READING TEXT ::
The mRNA encoding variant surface glycoprotein (VSG), the major surface protein of bloodstream-form trypanosomes, is stable in bloodstream forms and unstable in procyclic forms. Analysis of proteins that copurified with the VSG mRNA, but not alpha-tubulin mRNA, revealed a cyclin-like F box protein, CFB2, and H(N/D)PY – containing RNA-binding protein that is the major regulator of VSG mRNA abundance, along with the components of the MKT1 complex and EIF4G5 (Melo do Nascimento et al., Reference Melo do Nascimento, Egler, Arnold, Papavisiliou, Clayton and Erben2021). Once again, ZC3H28 was also among the proteins that were specifically enriched with VSG mRNA (Melo do Nascimento et al., Reference Melo do Nascimento, Egler, Arnold, Papavisiliou, Clayton and Erben2021).
Since ZC3H28 had been identified in several different contexts, we decided here to find out more about its function, by investigating its interactions with mRNAs and proteins and the effects of ZC3H28 depletion on the transcriptome.

REQUIRED ACTIONS ::
1. Print the ZC3H28 passage from "Since ZC3H28 had" up to and including "on the transcriptome.".
2. Translate this sentence from the ZC3H28 passage into Spanish: "Since ZC3H28 had been identified in several different contexts, we decided here to find out more about its function, by investigating its interactions with mRNAs and proteins and the effects of ZC3H28 depletion on the transcriptome."

RECORD EXTRACTS ::

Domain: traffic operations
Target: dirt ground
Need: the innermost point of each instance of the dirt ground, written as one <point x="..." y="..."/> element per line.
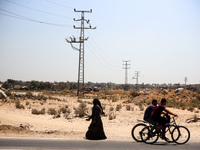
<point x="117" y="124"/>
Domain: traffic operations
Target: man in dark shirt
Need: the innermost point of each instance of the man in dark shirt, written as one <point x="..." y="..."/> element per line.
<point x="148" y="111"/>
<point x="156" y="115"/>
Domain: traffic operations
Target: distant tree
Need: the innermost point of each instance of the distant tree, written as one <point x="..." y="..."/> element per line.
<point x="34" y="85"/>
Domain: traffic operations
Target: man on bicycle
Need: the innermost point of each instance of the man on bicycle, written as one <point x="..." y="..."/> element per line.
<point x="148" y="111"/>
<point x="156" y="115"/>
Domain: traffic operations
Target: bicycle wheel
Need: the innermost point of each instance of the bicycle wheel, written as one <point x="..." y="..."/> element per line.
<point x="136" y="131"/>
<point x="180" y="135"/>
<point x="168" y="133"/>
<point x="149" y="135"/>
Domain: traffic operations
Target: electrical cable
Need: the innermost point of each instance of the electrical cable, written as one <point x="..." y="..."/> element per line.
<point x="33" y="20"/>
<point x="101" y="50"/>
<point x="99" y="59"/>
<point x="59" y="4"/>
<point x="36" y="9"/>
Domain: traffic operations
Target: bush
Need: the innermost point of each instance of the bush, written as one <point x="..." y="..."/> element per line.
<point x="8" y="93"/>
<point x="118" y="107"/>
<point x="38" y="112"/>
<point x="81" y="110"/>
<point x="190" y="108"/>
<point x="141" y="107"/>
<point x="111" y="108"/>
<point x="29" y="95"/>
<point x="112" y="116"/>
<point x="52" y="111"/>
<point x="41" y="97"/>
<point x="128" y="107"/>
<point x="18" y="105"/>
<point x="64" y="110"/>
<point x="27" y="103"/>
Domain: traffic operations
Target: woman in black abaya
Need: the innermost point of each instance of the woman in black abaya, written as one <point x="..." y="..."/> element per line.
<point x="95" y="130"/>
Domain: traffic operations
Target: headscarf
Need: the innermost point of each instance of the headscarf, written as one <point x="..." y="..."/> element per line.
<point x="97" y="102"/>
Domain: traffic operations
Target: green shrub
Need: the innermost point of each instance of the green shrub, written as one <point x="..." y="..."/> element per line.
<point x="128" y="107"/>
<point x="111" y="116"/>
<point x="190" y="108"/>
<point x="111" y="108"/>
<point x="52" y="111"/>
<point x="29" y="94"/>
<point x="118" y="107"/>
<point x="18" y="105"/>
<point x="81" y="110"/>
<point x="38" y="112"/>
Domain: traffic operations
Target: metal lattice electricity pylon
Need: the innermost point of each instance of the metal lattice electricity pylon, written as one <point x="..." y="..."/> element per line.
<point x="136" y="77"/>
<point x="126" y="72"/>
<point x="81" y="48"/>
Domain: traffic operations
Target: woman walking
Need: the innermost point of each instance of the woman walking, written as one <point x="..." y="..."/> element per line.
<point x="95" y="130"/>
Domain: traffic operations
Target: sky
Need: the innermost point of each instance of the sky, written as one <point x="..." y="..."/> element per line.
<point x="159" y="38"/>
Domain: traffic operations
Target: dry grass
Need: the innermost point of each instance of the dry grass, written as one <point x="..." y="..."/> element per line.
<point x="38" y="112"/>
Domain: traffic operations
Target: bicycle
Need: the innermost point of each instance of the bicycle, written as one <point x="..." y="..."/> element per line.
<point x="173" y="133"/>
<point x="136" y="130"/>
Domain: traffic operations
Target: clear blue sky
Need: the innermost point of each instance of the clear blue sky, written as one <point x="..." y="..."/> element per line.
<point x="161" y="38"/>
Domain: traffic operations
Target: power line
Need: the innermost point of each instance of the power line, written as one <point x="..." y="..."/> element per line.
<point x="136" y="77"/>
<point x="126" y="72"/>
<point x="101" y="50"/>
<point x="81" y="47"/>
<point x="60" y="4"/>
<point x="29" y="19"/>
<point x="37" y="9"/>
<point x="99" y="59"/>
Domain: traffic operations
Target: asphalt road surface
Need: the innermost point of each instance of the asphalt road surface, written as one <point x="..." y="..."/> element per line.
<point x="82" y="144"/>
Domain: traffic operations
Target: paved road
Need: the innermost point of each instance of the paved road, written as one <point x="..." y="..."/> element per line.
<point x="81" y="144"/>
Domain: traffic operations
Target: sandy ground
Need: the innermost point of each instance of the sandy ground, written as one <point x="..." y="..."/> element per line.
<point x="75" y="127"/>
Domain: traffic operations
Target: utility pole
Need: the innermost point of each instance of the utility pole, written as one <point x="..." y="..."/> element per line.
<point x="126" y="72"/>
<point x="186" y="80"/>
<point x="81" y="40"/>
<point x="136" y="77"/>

--

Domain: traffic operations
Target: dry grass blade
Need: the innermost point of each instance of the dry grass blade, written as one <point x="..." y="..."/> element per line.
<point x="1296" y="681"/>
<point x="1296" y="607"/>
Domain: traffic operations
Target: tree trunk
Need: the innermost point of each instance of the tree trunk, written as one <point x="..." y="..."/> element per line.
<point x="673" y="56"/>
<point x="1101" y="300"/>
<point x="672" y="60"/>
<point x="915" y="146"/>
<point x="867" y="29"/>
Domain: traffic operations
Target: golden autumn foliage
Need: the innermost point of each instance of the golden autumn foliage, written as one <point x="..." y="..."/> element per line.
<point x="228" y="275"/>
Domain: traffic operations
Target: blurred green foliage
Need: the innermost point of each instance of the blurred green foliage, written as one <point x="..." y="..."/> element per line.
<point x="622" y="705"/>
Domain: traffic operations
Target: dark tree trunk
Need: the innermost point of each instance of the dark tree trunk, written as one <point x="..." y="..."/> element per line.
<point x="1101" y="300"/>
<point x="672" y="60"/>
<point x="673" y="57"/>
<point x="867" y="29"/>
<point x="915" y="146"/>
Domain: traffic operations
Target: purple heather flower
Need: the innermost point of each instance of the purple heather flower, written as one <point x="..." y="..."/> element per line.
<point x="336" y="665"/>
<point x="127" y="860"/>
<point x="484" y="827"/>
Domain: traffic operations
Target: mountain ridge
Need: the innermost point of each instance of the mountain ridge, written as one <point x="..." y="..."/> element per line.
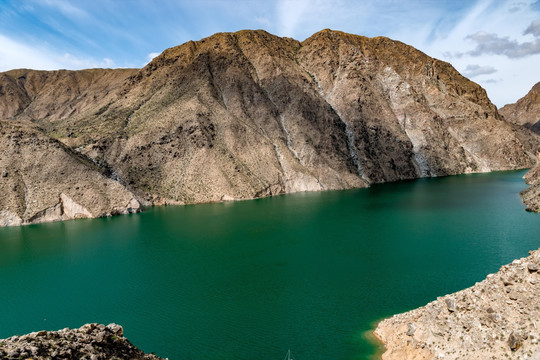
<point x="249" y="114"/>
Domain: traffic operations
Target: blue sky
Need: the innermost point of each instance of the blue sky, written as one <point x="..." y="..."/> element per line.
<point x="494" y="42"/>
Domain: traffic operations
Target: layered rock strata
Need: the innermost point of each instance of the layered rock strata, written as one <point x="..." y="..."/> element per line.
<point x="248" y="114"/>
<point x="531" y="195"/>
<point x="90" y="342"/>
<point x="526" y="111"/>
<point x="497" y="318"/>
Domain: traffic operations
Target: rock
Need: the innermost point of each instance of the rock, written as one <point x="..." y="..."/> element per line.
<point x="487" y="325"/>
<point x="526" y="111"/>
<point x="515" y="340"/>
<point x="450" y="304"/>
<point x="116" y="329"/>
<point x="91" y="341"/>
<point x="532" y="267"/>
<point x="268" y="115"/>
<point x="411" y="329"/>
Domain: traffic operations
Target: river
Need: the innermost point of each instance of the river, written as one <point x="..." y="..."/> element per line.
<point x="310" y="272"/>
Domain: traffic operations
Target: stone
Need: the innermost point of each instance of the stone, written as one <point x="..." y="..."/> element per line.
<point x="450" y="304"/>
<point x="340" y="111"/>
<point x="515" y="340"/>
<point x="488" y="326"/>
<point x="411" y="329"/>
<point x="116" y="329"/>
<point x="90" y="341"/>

EXERCISE RESULTS ::
1.
Since ZC3H28 had been identified in several different contexts, we decided here to find out more about its function, by investigating its interactions with mRNAs and proteins and the effects of ZC3H28 depletion on the transcriptome.

2. Dado que ZC3H28 se había identificado en varios contextos diferentes, decidimos aquí averiguar más sobre su función, investigando sus interacciones con ARNm y proteínas y los efectos de la depleción de ZC3H28 sobre el transcriptoma.